→ QUOTED TEXT:
In Han Fei's view, Yao and Shun, regarded by Confucian as "sage kings," were in fact the products of the disorder between ruler and subject, and could not be regarded as an ideal source of political order and norms. In his view, Confucianism supports the subversion of order rather than the maintenance of order [i.e., in the sense that we are not naturally virtuous and never will be, so basing politics on that principle is self-defeating]. As long as there is an intention to maintain political order, the relationship between ruler and minister must be precisely regulated to prevent the displacement of ruler and minister. Clearly, from the standpoint of political order, the Confucian reverence for “ceding power to the worthy” is to be rejected.
 
Han Fei further pointed out that the political norms of the Confucian family-state could no longer be reconciled with the need to rebuild the political order, which meant that Confucianism had to give way to Legalism:  [quote omitted].[41] Letting politics leave the sages behind and return to normal, and allowing politics to set aside wisdom and establish Legalist rule, is what Han Fei saw to be the only way to achieve this.
 
Han Fei not only denigrated the ancient political norms promoted by Confucianism, but also criticized all concepts of governance that were not based on law:  [quote omitted].[42]  He also enumerated one by one the political dangers of granting private favors and weakening the power of the ruler, including promoting old friends, cleaving to benevolence, swearing to be a gentleman, valuing character, speaking only of chivalry and righteousness, being noble and arrogant, being strong and untamed, and appealing to public opinion, suggesting that the way the ruler should use his power was the precise opposite.
 
In Han Fei's view, Confucian-Mohist government aimed to used ancient political norms to run roughshod over contemporary political changes, to replace governance with emotion and benevolence, which constituted a misreading of the era, perversely treating the political norms as being detached from the political reality:
 
“Past and present have different customs; new and old adopt different measures. To try to use the ways of a generous and lenient government to rule the people of a critical age is like trying to drive a runaway horse without using reins or whip. This is the misfortune that ignorance invites. Now the Confucians and Mohists all praise the ancient kings for their universal love of the world, saying that they looked after the people as parents look after a beloved child. And how do they prove this contention? They say, ‘Whenever the minister of justice administered some punishment, the ruler would purposely cancel all musical performances; and whenever the ruler learned that the death sentence had been passed on someone, he would shed tears.’ For this reason they praise the ancient kings.”[43] 
 
Here we see Han Fei's chronological division to ancient times, medieval times, and modern times, and his assertion that political ideas and techniques of rule must change with the times. In other words, Han Fei did not believe there were eternal political norms that stood the test of time. When times change, political rules or concepts of governance must change accordingly. What Han Fei tried to do was to make the political norms accord with the changing times, so as to prevent the ancient political norms from being completely alienated from the political reality of the day, and completely unable to play a role in the reconstruction of the political order.

→ MATERIAL:

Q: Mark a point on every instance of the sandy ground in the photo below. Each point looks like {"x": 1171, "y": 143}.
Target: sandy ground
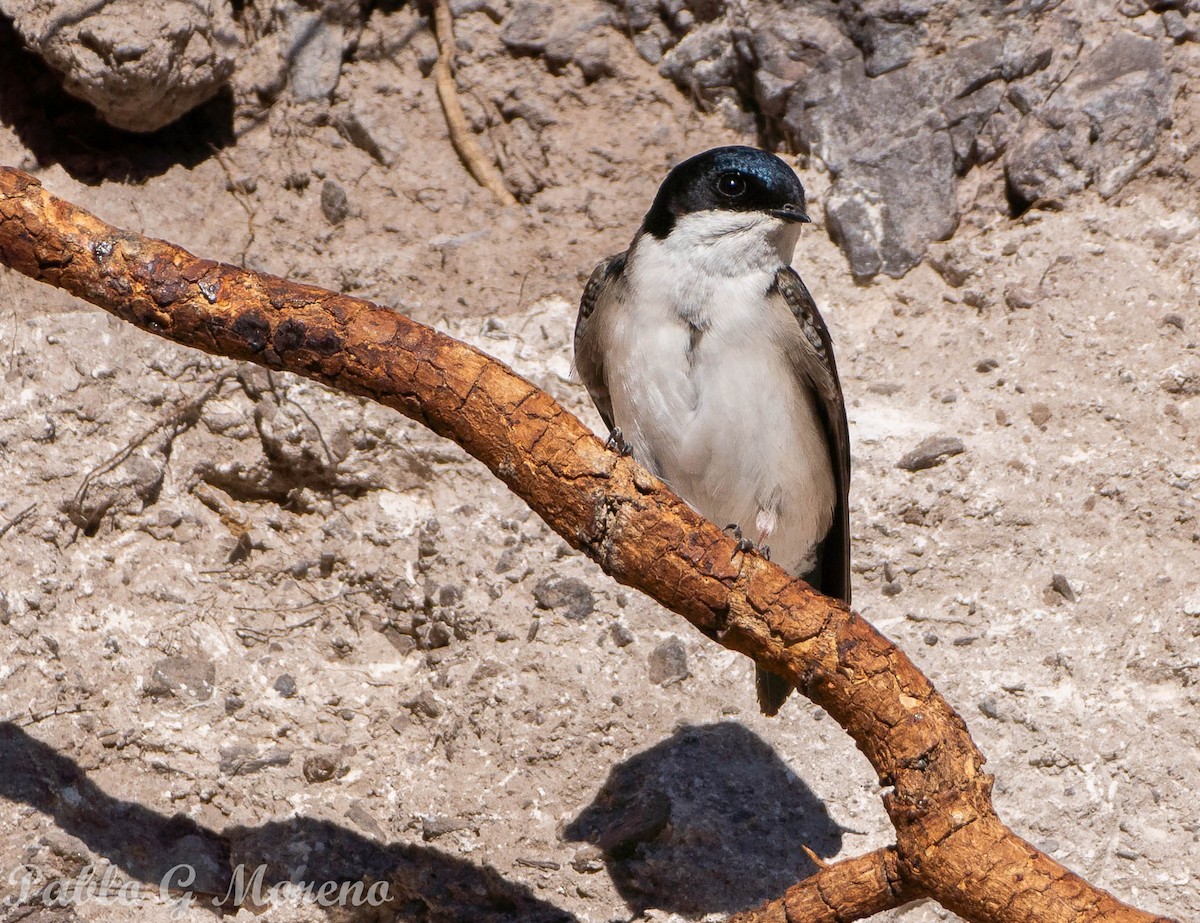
{"x": 251, "y": 621}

→ GIVEN TASK: Quote the passage on Han Fei word for word, starting at the words "In Han Fei's view, Yao" and ending after the words "to be rejected.".

→ WRITTEN REPLY:
In Han Fei's view, Yao and Shun, regarded by Confucian as "sage kings," were in fact the products of the disorder between ruler and subject, and could not be regarded as an ideal source of political order and norms. In his view, Confucianism supports the subversion of order rather than the maintenance of order [i.e., in the sense that we are not naturally virtuous and never will be, so basing politics on that principle is self-defeating]. As long as there is an intention to maintain political order, the relationship between ruler and minister must be precisely regulated to prevent the displacement of ruler and minister. Clearly, from the standpoint of political order, the Confucian reverence for “ceding power to the worthy” is to be rejected.